◆ **Tasks and exercises**
• A. Translate this sentence from the first-person passage about aging and marriage into Spanish: "Age is a terminal disease."
• B. Write the next few paragraphs of the first-person passage about aging and tense nights in a marriage, continuing from its final question.

===== Text under study

I’m nothing now… a woman that your eyes would just scan right past in
search of something nice to look at. Age is a terminal disease. It’s a
slow death and I hate it!

And
nighttimes are so heavy now. We get into bed and it’s like hell. As the
light goes off I can feel his request and I tense up and pull away. His
unspoken pressure fills the air until I can barely breathe and I know
he wants sex but I just don’t want to “give” it.

I
wish for one minute I could just feel like he wants ME. But how could
anybody want me. So, instead, I feel like it’s just this pursuit of a
hormone release. He tries to pretend he wants to be close to me, but I
just can’t believe it and I see it as him just wanting to “get off.”

I
feign sleep or act as if I don’t notice that he’s fairly begging for
it. Why can’t he just be my friend for a night and not have all that
pressure building up in the background?

==========
===== Records provided

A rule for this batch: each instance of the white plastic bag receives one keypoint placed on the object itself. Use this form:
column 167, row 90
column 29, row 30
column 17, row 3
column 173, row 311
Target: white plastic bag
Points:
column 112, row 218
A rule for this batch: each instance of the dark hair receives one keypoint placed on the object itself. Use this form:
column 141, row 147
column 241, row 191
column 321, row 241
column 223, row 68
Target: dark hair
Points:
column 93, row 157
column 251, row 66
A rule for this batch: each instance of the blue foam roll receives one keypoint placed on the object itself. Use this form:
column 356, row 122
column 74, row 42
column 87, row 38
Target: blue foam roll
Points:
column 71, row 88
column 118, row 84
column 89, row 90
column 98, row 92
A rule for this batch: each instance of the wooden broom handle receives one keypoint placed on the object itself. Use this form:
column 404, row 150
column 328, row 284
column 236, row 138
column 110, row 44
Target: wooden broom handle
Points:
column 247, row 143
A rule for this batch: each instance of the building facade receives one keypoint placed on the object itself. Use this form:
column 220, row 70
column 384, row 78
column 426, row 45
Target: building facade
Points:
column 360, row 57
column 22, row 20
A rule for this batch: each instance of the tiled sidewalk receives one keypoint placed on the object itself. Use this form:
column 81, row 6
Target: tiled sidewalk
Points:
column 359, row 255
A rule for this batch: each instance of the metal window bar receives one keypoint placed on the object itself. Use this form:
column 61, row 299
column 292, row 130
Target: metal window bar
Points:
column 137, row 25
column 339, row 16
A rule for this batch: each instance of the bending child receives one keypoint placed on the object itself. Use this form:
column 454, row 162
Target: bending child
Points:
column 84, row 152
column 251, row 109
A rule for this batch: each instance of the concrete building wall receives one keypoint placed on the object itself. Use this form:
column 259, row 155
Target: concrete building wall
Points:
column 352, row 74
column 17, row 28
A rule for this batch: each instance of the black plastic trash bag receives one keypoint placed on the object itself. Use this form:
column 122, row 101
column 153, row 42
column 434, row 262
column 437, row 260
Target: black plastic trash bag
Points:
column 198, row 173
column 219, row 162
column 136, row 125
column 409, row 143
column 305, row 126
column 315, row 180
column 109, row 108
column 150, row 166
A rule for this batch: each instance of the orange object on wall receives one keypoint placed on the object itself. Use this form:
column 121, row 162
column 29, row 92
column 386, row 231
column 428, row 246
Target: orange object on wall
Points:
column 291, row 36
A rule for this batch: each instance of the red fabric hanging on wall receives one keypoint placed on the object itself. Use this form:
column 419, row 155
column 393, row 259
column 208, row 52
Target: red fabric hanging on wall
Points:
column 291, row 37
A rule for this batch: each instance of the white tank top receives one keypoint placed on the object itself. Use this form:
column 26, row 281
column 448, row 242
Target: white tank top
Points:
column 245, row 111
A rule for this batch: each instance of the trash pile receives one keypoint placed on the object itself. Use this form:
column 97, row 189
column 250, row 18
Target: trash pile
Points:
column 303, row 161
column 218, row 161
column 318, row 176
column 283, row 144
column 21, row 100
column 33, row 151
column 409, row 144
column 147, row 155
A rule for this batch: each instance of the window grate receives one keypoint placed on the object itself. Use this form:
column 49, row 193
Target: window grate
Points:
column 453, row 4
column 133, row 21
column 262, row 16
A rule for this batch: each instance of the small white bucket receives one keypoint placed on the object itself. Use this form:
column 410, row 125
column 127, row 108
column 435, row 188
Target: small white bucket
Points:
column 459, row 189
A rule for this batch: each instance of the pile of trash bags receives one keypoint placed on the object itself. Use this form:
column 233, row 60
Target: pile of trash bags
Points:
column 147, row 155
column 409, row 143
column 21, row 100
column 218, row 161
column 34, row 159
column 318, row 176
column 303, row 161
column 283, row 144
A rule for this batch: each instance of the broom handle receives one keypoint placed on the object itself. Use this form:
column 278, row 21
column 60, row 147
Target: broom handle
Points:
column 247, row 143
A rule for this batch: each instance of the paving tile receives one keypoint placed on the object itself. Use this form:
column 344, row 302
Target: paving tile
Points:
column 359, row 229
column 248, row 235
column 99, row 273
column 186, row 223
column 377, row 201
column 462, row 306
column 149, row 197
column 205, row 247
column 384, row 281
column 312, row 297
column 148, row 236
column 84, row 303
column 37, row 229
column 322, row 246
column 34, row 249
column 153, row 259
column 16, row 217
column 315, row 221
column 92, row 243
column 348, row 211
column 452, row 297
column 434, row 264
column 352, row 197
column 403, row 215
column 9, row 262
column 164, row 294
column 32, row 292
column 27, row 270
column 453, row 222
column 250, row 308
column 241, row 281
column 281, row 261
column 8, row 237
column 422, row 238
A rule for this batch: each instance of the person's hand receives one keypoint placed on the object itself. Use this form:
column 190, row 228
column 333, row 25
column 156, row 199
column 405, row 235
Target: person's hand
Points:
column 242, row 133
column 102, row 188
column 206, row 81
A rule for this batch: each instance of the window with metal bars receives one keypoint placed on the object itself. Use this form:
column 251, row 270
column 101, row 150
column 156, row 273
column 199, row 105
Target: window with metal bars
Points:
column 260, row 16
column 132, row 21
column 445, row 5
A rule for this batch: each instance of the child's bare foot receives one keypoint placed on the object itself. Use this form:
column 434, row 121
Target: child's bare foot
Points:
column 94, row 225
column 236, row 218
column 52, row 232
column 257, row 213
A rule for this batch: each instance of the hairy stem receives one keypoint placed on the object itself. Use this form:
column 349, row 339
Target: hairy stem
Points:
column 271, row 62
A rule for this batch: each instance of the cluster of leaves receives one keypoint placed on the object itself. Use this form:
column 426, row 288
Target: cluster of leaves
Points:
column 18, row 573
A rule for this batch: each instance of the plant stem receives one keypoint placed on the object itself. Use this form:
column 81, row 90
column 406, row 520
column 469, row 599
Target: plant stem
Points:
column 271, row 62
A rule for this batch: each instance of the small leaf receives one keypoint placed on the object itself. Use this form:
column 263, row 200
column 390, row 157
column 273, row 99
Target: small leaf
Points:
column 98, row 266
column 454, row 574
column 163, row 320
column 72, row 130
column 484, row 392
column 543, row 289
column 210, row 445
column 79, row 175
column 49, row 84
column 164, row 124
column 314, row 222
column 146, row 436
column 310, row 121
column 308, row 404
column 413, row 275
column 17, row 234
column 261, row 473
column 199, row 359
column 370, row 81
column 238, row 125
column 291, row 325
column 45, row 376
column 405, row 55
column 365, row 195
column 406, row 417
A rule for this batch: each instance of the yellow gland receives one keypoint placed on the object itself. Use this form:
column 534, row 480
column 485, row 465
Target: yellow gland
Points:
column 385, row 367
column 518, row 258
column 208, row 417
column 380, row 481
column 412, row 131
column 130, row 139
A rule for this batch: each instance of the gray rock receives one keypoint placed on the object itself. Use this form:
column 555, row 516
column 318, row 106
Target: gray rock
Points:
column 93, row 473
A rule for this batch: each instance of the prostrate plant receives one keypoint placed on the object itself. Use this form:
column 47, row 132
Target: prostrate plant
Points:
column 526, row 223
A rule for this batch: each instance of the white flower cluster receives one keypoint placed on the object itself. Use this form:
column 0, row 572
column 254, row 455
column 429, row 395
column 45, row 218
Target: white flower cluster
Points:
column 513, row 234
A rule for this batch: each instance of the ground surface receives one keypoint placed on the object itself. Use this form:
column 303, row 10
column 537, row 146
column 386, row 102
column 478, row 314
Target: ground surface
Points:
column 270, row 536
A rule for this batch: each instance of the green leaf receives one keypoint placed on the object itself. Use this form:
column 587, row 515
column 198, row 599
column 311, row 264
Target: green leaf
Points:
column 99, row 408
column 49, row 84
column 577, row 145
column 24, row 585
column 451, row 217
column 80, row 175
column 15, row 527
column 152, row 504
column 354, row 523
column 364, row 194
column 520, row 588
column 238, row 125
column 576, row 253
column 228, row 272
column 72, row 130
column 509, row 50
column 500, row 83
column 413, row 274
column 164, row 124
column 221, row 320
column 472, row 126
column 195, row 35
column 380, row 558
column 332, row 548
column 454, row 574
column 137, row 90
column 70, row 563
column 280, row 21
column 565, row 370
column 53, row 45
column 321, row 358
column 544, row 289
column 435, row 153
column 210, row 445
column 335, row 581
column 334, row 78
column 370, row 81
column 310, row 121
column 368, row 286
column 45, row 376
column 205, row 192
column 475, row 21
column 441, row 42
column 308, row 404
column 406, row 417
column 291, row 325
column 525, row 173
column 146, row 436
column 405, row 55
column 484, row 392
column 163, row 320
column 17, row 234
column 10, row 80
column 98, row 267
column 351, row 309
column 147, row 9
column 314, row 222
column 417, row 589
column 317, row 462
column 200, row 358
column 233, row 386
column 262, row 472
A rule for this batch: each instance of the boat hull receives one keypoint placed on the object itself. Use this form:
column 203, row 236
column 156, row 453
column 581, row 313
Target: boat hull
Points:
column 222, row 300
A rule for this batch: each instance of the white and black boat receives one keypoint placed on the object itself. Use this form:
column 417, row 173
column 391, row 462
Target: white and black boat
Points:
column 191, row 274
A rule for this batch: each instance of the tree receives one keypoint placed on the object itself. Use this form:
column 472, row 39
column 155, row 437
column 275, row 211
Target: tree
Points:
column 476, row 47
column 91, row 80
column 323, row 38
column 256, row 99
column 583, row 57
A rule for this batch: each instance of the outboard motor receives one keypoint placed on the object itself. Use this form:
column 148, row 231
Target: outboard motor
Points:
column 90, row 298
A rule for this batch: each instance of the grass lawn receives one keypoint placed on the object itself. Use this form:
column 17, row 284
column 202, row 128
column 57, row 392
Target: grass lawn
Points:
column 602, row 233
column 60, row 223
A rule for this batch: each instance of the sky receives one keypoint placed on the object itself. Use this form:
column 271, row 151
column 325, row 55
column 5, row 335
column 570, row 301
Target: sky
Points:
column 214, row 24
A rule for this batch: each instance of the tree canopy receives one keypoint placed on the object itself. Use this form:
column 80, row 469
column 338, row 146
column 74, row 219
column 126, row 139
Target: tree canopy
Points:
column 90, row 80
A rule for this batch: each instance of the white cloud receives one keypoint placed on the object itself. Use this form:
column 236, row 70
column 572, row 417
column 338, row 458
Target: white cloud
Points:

==========

◆ **Answers by item number**
• A. La edad es una enfermedad terminal.

• B.
I
hate sex! I used to love it… or at least many of the things surrounding
it. Now I just hate it because, in its own way, it comes between my
husband and me instead of bringing us closer together. And then, if I
do come through for him, it’s not enough to just satisfy him. Now I
feel the pressure of me supposing to have an orgasm too. I really HATE
that. It just drives me further and further from even wanting to
connect.

Then
I get scared that he’ll have an affair with somebody who may be more
into sex than I am right now. So I pull even further away and end up
thinking that this will be a self-fulfilling prophecy if I’m not
careful. Sort of like it will all end up with, “I KNEW you were going
to eventually cheat on me. THAT’S why I always kept my distance…”

“Well, maybe I wouldn’t have cheated on you if you would have let me get close!”

Then,
sometimes, in my worst moments, I almost wish he WOULD have an affair
and just leave me alone. And why is that? Because I feel so unable to
compete… so UNwomanly… so old and so fat and so repulsive.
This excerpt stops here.